BEGIN READING PASSAGE

This is an automated email from the ASF dual-hosted git repository.

lidavidm pushed a commit to branch main
in repository https://gitbox.apache.org/repos/asf/arrow.git


The following commit(s) were added to refs/heads/main by this push:
     new d0f9f3e613 GH-43966: [Java] Check for nullabilities when comparing 
StructVector (#43968)
d0f9f3e613 is described below

commit d0f9f3e6136bffaa94b25d4a1c95576d4747773d
Author: hellishfire <[email protected]>
AuthorDate: Mon Sep 9 15:26:15 2024 +0800

    GH-43966: [Java] Check for nullabilities when comparing StructVector 
(#43968)
    
    
    
    ### Rationale for this change
    
    See #43966
    
    ### What changes are included in this PR?
    
    Check for nullabilities when comparing StructVector with RangeEqualsVisitor.
    
    ### Are these changes tested?
    
    Yes
    
    ### Are there any user-facing changes?
    No
    
    * GitHub Issue: #43966
    
    Authored-by: youming.whl <[email protected]>
    Signed-off-by: David Li <[email protected]>
---
 .../arrow/vector/compare/RangeEqualsVisitor.java   | 61 +++++++++++++++++++---
 .../vector/compare/TestRangeEqualsVisitor.java     | 20 +++++--
 2 files changed, 72 insertions(+), 9 deletions(-)

END READING PASSAGE
BEGIN RECORDED INFORMATION

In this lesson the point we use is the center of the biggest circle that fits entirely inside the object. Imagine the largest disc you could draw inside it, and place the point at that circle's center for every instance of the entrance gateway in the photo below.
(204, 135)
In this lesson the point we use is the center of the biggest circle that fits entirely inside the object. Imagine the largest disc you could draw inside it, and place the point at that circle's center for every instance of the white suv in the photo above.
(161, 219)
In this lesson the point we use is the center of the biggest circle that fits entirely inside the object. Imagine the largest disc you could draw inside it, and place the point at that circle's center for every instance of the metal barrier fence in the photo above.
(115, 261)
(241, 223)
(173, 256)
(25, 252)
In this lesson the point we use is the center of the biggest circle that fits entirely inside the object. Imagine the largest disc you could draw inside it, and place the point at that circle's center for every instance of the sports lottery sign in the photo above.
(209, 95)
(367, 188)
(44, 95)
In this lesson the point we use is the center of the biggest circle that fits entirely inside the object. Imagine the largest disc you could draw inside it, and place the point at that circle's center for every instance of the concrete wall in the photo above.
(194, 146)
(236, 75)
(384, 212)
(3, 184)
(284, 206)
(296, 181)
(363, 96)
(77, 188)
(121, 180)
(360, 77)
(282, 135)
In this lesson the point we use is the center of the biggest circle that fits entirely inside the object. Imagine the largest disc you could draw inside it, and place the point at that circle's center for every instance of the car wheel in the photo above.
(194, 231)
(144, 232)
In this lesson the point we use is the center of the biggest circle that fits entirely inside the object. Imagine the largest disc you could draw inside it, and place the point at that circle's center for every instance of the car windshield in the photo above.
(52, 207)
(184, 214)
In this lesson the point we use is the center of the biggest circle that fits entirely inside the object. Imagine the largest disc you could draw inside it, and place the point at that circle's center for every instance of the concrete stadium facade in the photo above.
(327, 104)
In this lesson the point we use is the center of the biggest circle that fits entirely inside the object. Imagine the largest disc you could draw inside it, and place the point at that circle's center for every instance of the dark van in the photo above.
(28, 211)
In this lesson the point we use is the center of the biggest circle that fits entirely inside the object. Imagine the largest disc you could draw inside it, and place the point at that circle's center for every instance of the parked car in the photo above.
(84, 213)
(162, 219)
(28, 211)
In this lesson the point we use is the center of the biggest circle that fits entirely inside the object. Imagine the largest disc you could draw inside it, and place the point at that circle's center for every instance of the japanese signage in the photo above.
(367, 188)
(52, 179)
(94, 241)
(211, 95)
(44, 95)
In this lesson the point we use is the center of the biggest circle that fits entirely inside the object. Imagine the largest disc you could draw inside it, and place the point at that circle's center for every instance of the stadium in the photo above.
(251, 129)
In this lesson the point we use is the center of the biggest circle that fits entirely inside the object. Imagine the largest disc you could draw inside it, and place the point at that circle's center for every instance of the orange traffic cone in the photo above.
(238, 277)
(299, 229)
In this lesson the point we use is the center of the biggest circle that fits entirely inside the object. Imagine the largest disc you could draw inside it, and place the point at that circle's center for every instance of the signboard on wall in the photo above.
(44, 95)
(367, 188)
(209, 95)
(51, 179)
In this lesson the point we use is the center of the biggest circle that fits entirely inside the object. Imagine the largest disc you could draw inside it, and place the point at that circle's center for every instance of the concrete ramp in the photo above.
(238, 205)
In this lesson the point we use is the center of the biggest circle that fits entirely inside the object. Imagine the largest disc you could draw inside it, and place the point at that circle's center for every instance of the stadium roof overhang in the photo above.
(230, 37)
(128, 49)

END RECORDED INFORMATION

In the commit email:
(a) Which branch received the commit?
(b) Does the email say the changes are tested?
(c) How many insertions and deletions does it report?
The material has no role here.

## TASK ANSWER
(a) main
(b) Yes
(c) 72 insertions and 9 deletions